▶ **DATA PROVIDED**
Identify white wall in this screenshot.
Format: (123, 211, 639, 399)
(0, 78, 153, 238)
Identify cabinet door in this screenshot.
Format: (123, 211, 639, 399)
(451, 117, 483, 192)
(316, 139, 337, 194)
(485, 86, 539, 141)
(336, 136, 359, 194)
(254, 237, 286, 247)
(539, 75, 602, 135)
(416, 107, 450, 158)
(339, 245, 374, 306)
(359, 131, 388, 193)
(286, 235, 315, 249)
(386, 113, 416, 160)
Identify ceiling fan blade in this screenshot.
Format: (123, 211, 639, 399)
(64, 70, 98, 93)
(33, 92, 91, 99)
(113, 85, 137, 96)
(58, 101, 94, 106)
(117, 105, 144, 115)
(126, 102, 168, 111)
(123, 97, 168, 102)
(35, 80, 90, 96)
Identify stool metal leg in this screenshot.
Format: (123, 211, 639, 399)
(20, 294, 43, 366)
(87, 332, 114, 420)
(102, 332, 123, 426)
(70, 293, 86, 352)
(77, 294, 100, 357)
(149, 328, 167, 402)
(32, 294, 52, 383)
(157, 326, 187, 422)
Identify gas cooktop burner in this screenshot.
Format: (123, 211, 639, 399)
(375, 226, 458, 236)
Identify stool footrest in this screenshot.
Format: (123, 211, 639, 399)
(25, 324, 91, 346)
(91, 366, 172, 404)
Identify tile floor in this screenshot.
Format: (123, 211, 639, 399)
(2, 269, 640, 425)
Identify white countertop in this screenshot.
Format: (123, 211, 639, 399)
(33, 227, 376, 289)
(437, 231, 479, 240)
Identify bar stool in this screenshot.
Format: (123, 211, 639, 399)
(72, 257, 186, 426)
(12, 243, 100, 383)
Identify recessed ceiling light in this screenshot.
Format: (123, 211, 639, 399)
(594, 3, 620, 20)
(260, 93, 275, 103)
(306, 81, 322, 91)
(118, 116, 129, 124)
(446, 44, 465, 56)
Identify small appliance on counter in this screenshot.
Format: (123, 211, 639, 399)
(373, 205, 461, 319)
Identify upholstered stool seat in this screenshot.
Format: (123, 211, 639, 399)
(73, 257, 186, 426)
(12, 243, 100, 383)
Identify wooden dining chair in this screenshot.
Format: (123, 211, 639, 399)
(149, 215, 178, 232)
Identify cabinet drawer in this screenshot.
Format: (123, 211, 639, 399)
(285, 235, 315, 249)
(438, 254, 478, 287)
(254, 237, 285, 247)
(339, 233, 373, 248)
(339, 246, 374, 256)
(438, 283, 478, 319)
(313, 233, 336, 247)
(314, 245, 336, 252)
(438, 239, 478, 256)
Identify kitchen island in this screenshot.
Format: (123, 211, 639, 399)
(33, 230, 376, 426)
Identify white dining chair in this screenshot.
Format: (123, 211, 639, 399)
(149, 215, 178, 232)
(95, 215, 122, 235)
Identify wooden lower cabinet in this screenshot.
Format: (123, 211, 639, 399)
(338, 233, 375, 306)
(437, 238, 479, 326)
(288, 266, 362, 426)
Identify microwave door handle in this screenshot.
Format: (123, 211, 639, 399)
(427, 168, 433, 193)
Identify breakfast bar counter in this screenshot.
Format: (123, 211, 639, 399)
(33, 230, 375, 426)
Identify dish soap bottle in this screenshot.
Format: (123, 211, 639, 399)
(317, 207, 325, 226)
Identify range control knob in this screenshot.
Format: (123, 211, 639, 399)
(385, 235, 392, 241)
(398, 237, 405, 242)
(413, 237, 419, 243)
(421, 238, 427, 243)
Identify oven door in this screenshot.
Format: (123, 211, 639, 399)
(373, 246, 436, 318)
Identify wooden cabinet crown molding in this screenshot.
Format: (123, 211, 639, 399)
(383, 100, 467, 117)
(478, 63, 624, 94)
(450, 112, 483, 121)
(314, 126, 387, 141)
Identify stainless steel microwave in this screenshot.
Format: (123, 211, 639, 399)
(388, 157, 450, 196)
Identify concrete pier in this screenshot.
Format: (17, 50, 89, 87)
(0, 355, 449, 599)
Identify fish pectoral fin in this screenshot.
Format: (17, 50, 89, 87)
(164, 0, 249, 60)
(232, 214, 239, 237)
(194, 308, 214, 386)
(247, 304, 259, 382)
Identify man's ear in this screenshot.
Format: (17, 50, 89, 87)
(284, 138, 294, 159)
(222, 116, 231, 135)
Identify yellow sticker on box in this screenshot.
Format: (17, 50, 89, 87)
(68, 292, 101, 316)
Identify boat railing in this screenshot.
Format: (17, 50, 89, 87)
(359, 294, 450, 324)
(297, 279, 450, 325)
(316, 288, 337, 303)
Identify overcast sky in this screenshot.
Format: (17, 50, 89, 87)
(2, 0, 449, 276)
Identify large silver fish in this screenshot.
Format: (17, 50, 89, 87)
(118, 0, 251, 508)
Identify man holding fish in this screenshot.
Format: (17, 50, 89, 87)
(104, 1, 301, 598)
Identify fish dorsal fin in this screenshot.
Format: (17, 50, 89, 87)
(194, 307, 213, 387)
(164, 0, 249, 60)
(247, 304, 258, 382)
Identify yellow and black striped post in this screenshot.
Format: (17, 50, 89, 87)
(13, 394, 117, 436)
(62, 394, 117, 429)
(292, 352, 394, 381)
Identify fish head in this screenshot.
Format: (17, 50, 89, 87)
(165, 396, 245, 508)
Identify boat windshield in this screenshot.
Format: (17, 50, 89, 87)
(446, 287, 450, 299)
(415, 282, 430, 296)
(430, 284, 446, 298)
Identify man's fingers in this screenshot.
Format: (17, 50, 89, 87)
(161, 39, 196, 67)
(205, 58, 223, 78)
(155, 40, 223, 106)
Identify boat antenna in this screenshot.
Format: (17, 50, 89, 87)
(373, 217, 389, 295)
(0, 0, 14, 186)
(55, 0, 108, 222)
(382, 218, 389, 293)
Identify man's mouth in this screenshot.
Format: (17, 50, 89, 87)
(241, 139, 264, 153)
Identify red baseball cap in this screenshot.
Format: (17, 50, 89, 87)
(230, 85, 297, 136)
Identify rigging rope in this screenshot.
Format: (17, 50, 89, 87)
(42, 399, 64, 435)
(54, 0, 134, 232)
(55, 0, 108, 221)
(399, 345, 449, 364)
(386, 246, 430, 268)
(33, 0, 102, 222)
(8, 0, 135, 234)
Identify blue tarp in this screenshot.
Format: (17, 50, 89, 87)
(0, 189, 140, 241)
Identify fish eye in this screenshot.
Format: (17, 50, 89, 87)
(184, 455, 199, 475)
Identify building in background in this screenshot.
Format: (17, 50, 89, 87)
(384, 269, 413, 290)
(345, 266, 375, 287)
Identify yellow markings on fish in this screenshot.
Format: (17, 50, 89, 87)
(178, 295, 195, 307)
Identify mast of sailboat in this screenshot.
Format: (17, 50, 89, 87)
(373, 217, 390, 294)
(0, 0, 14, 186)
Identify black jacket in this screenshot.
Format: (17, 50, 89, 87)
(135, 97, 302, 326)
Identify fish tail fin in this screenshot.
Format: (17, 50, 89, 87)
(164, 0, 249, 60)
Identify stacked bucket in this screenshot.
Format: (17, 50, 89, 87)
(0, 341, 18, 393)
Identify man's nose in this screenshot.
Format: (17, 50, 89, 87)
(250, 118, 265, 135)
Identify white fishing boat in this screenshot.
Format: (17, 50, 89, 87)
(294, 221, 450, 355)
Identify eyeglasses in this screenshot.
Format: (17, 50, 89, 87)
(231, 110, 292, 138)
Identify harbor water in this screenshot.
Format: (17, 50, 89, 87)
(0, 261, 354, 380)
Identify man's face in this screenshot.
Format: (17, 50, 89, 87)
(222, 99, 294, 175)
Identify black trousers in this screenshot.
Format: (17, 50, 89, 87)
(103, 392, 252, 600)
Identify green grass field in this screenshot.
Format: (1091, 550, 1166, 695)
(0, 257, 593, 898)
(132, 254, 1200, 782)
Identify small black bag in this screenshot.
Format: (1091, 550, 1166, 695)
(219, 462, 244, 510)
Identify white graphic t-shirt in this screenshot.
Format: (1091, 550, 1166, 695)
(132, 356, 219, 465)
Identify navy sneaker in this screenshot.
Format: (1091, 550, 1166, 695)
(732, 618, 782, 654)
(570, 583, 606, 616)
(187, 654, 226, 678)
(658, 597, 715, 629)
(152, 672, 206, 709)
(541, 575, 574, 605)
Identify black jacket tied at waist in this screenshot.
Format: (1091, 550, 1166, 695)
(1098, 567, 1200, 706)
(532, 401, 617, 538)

▶ **EXERCISE PROMPT**
Filter the listing so that only lines holding the word "black" remain, and copy those lines.

▶ **TASK RESULT**
Identify yellow and black striped post in this screenshot.
Identify black jacket in this screenshot.
Identify black trousers in this screenshot.
Identify small black bag in this screenshot.
Identify black jacket tied at waist in this screenshot.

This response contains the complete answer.